» **WHAT TO WORK ON**
a: Answer these questions from the Polhill biography, one per line:
(i) At which two institutions was Polhill educated?
(ii) In what year did he and his brother join the China Inland Mission?
(iii) Where did Polhill and four other CIM missionaries set up a missionary station in 1897?
b: Decide whether each statement agrees with the Polhill biography. Answer yes or no, and quote the words that decide it.
(i) Polhill died in Hampstead, London.
(ii) Polhill held the rank of captain in the Bedfordshire Yeomanry.
(iii) Polhill returned from China in 1897.
c: Write the next part of the Polhill biography, starting after its final sentence.

Cecil Henry Polhill, formerly Cecil Henry Polhill-Turner (23 February 1860 in Bedfordshire – 9 March 1938 in Hampstead, London) was a British Pentecostal leader and missionary.

Early life
Cecil Henry Polhill was born on 23 February 1860. His father was Frederick Polhill-Turner. He was educated at Eton College and Jesus College, Cambridge, before taking a commission as a Second Lieutenant in the Bedfordshire Yeomanry. In 1885 he and his brother, Arthur Twistleton Polhill, became affiliated with the China Inland Mission as part of the Cambridge Seven missionary band. In 1897, Polhill along with other four CIM missionaries established a missionary station in Tatsienlu, west of Szechwan, which paved the way for the future construction of the Gospel Church. He returned from China in 1900 in the wake of the Boxer Uprising.

» **DATASET SECTION**
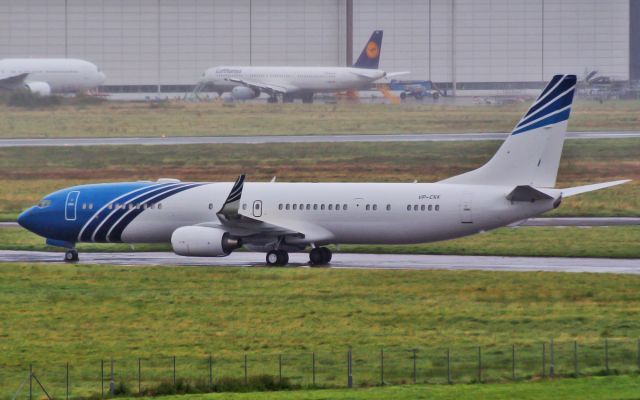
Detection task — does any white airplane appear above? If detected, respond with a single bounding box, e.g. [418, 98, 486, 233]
[0, 58, 106, 96]
[199, 31, 408, 103]
[18, 75, 628, 265]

» **EXERCISE ANSWERS**
a:
(i) Eton College and Jesus College, Cambridge
(ii) 1885
(iii) Tatsienlu, west of Szechwan

b:
(i) Yes: "9 March 1938 in Hampstead, London"
(ii) No: "taking a commission as a Second Lieutenant in the Bedfordshire Yeomanry"
(iii) No: "He returned from China in 1900 in the wake of the Boxer Uprising."

c:
Christian evangelism
Upon his return from China, Polhill inherited a fortune, and spent much of his life donating to missionary causes. In 1908 Polhill visited Azusa Street, Los Angeles, where he had a Pentecostal experience. Before returning to England Polhill wrote a cheque for £1500 to pay off the mortgage on the Azusa Street building. After returning to England Polhill attended Alexander Boddy's first Sunderland Convention, and helped Boddy fund his Pentecostal periodical Confidence. Polhill became the first President of the Pentecostal Missionary Union (PMU), and administered it along China Inland Mission lines. In 1925 the Executive Council of the PMU voted to merge with the British Assemblies of God, and so Polhill, an Anglican, resigned aged 65. He maintained friendly relationships with the PMU, and missionaries in the field.

Personal life
In 1888, he married Eleanor Agnes Marston, and their marriage produced six children, three daughters and three sons.

Death
He died on 9 March 1938 Hampstead, London.

See also 
 Anglicanism in Sichuan
 Christianity in Tibet

References

External links
The Polhill Collection Online

1860 births
1938 deaths
Military personnel from Bedfordshire
English Anglican missionaries
English Pentecostals
People from Bedfordshire (before 1965)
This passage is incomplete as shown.